Required work = Gather every line from the items below that contains the word "scene". Copy each of those lines out in full.

Region labeling records:
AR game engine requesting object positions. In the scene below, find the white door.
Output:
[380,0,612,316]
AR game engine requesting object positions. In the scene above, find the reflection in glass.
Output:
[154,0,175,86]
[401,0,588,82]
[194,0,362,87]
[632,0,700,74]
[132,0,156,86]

The reply =
AR game engine requesting object positions. In the scene below, find the white door.
AR game engine requesting object positions. In the scene above, find the reflection in glass.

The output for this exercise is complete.